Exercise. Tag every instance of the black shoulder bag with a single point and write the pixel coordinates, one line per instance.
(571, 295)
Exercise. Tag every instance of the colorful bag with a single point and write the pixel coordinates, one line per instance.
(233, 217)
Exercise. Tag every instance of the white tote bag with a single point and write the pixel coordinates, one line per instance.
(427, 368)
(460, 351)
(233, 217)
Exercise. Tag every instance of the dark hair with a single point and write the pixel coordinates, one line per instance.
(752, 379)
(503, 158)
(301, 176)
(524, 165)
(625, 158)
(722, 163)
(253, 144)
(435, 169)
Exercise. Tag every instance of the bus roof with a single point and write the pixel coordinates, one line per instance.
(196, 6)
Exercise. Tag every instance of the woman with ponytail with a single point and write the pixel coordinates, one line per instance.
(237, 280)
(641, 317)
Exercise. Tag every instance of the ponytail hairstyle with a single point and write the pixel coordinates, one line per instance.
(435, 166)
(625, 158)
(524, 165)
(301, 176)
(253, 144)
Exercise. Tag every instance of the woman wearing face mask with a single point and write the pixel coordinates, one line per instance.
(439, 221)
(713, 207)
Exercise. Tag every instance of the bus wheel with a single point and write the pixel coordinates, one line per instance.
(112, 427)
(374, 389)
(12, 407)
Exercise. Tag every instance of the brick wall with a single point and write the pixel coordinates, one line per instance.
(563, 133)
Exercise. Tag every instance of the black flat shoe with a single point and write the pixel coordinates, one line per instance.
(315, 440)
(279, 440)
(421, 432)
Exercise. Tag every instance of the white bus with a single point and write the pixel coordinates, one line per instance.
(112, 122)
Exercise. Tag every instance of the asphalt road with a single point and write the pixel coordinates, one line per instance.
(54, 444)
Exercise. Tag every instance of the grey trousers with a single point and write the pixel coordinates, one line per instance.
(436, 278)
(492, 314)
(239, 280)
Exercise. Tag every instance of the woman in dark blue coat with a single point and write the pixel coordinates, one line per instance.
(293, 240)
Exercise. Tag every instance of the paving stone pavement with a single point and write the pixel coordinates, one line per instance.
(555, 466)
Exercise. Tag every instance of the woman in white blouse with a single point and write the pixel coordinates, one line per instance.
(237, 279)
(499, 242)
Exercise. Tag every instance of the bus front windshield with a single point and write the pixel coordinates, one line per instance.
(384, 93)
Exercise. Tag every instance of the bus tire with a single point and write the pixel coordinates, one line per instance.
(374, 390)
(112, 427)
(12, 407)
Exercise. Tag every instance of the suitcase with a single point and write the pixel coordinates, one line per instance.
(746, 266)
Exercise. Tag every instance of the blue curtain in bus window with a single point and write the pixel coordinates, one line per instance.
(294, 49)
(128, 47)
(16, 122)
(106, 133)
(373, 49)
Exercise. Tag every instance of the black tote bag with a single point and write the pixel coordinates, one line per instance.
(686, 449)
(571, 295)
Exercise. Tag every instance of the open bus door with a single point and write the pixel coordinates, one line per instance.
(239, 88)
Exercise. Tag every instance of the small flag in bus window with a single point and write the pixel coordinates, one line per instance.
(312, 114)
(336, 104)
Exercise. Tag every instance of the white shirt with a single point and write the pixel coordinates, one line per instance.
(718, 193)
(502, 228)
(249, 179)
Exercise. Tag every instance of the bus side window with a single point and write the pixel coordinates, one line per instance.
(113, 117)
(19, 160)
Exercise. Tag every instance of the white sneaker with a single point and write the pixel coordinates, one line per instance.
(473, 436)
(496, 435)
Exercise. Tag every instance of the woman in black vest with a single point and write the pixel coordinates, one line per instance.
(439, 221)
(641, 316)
------------------------------
**Your assignment**
Produce the material above again, word for word.

**Answer**
Exercise. Tag every instance of the black shoulder bag with a single point and write the pixel coordinates, one line per instance.
(571, 295)
Exercise. Tag every instance of the colorful bag with a single point and write the pixel coordinates, one line per instance.
(233, 217)
Exercise. Tag every instance of the white tote bag with a single point and write the pixel coordinates, one line per instance.
(427, 368)
(460, 351)
(233, 217)
Exercise. Tag every instance of the dark hair with a single point and write the pixel coordinates, one line per instance.
(752, 379)
(503, 158)
(301, 176)
(524, 165)
(625, 158)
(722, 163)
(253, 144)
(435, 169)
Exercise. Tag every instance of the bus roof with a single point and write the pixel coordinates, one line per instance.
(196, 6)
Exercise. Tag every instance of the woman with ponytail with a single point and write the pixel coordinates, one line per instance.
(237, 280)
(641, 317)
Exercise. Tag every instance of the ponytail hairstyle with a single point and write the pixel coordinates, one line per instance.
(435, 166)
(625, 158)
(524, 165)
(301, 176)
(253, 144)
Exercise. Tag every instance of the woman wearing face mask with a single point and write the pixel coordinates, one line per instance.
(439, 221)
(713, 207)
Exercise. Tag every instance of the bus wheel with a single point and write the pixel coordinates, one line per instance.
(112, 427)
(374, 389)
(12, 407)
Exercise. Tag every instance of the brick wall with a single point and write the pixel coordinates, one line per instance.
(563, 133)
Exercise. Tag every instance of the black flat shoe with a single point and write the pixel coordinates, one line per instance.
(315, 440)
(279, 440)
(421, 432)
Exercise. Tag every instance of the white bus with a single point and write the pixel coordinates, one line per instance.
(112, 122)
Exercise. Tag every instance of the asphalt road with a single point and write the pixel coordinates, one line per instance.
(54, 444)
Exercise. Tag every instance of the grey trousers with a single point and write the pixel coordinates, one line per instance.
(436, 278)
(492, 314)
(239, 280)
Exercise. Tag every instance of the woman in dark blue coat with a single point and write the pixel coordinates, one line per instance.
(293, 240)
Exercise. Tag every instance of the paving stone pavement with a single point and write the pixel coordinates, one line per instance.
(555, 466)
Exercise. Tag every instance of the woman in white blouse with a single point and write the pixel coordinates, one line per instance.
(237, 279)
(499, 242)
Exercise. Tag every instance of the bus front windshield with a single point and write the pixel coordinates, one line per instance.
(384, 93)
Exercise. Tag every instance of the bus tire with a single point and write the pixel coordinates, one line per instance.
(374, 390)
(112, 427)
(12, 407)
Exercise. Tag every instance of the suitcase with a single point and write the pixel coordinates, one line per instance.
(746, 266)
Exercise. Tag every instance of the blue curtain in bus window with a single point and write the pixel coordinates, one line per instance.
(294, 49)
(128, 47)
(16, 122)
(106, 133)
(373, 49)
Exercise. Tag every instance of the black tote bag with a single point and write the pixel coordinates, one line per instance.
(686, 449)
(571, 295)
Exercise. Tag every instance of the open bus door with a single point and write the pixel coordinates, one line per instance.
(239, 88)
Exercise. Tag every instance of the small flag in bus window with a single point and write the pixel coordinates, one line per instance.
(312, 114)
(336, 104)
Exercise. Tag every instance of the white shirt with a single point and write the pixel coordinates, one line per instance.
(718, 193)
(502, 228)
(249, 179)
Exercise. Tag every instance of the bus side window with a single point and write the pixel coordinates, one line per instance.
(113, 117)
(19, 160)
Exercise. Tag every instance of the white sneaker with a single point and write the pixel coordinates, one line per instance.
(473, 436)
(496, 435)
Exercise. Tag every instance of the woman in black vest with a single point and write the pixel coordinates, one line per instance.
(439, 221)
(641, 316)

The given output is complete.